## begin Quoted passage
There are some epiphytes in the coffee bushes, among them orchids. Here are also a great variety of ferns, from huge tree ferns to small epiphytic. The bird-life are rich; all from the tiny spectacular birds over crows to kites. Some tiny nectar eaters and kingfishers passes way too fast.
Then, without any warning, I spot the plant I'm really want to see: Lecanopteris celebica. It is a epiphytic fern, and of cause it sit high up. Morten stand impatience and ready with his camera while I climb the tree they are in. Their popular name is ant-fern, and that is well chosen! It looks like a plant from another planet, and although they are showing sign of the ending of the dry season, I get some valued shots.
We reach some farmed fields. Onions, carrots and all kind of other vegetables are hand-maintained on weed-free and steep hills. We reach Mooat, and I find another strange fern: Lecanopteris carnosa. I would say it is even stranger looking with its "antennas". (Or the first is a juvenile form of the L. carnosa?) They sit in huge clusters - high up. Once again, Morten get disappointed when I reach solid ground after a successive climb.
We reach the closed lodge we ended up at the evening before last, and we are at familiar grounds. Mooat is famous for its ability to change colour, and while we walk along it, it goes from blue to brown. The key is the clouds, which clearly can be seen, when they are absolute, and the lake is striped.
There start to be some real nice flowers in the side of the road, but I figure it is because the side of the road have been used for dumping of garden waste. There were too many familiar window plants! The epiphytes are more authentic: Huge clusters of ferns and orchids along with the cup-shaped Asclepiadaceae.
We reach a small village after twelve kilometres and three hours walking. The sun have become strong, and the temperature have gone from the hotel's 25C to 35C. We find a tiny restaurant, and buy some real spicy lunch. After a bit of walking, we passes the hill on which we slept two nights ago. Then we reach Modoinding, which does not provide any new experiences.
We try to find a little blue that can take us towards Tomohon. End up in one that do a lot of zigzagging through town. When he finally speeds up, it is in the wrong direction! Most of the passengers claims we have to go this way, and due to the fact we don't have a map on hand, we end up in Katamobagu one more time today. One hour in the wrong direction.
## end Quoted passage
## Stated goal 1:
Copy the part of the travel account between "Then, without any" and "some valued shots.", inclusive.
## Stated goal 2:
Please rewrite the paragraph of the travel account that begins "We reach a small village after twelve kilometres" as a short list that keeps its main facts.
## Stated goal 3:
Decide whether each statement agrees with the travel account, answering yes or no and quoting the words that decide it: (a) The vegetables on the steep hills are tended by machine. (b) Mooat changes from blue to brown during the walk along it. (c) The ride toward Tomohon ends up going an hour in the wrong direction.
## begin Collected material
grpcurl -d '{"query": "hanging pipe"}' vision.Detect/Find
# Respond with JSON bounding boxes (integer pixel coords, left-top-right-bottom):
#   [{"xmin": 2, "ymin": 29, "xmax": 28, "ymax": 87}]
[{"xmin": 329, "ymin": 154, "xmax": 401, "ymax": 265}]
## end Collected material
## Worked answer 1:
Then, without any warning, I spot the plant I'm really want to see: Lecanopteris celebica. It is a epiphytic fern, and of cause it sit high up. Morten stand impatience and ready with his camera while I climb the tree they are in. Their popular name is ant-fern, and that is well chosen! It looks like a plant from another planet, and although they are showing sign of the ending of the dry season, I get some valued shots.

## Worked answer 2:
- A small village is reached after twelve kilometers and three hours of walking.
- The sun has become strong, and the temperature has risen from the hotel's 25C to 35C.
- A tiny restaurant serves a very spicy lunch.
- The walk passes the hill where they slept two nights earlier.
- They reach Modoinding, which offers no new experiences.

## Worked answer 3:
(a) No: "Onions, carrots and all kind of other vegetables are hand-maintained on weed-free and steep hills."
(b) Yes: "while we walk along it, it goes from blue to brown."
(c) Yes: "One hour in the wrong direction."